▶ _What you will do_:
Reproduce every one of the following entries verbatim, with no alterations.

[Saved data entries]
+ + + +
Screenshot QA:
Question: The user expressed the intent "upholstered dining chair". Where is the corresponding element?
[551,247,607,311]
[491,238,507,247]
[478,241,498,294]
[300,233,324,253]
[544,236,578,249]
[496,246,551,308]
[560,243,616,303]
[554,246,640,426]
+ + + +
▶ _Answer to the exercise_:
Screenshot QA:
Question: The user expressed the intent "upholstered dining chair". Where is the corresponding element?
[551,247,607,311]
[491,238,507,247]
[478,241,498,294]
[300,233,324,253]
[544,236,578,249]
[496,246,551,308]
[560,243,616,303]
[554,246,640,426]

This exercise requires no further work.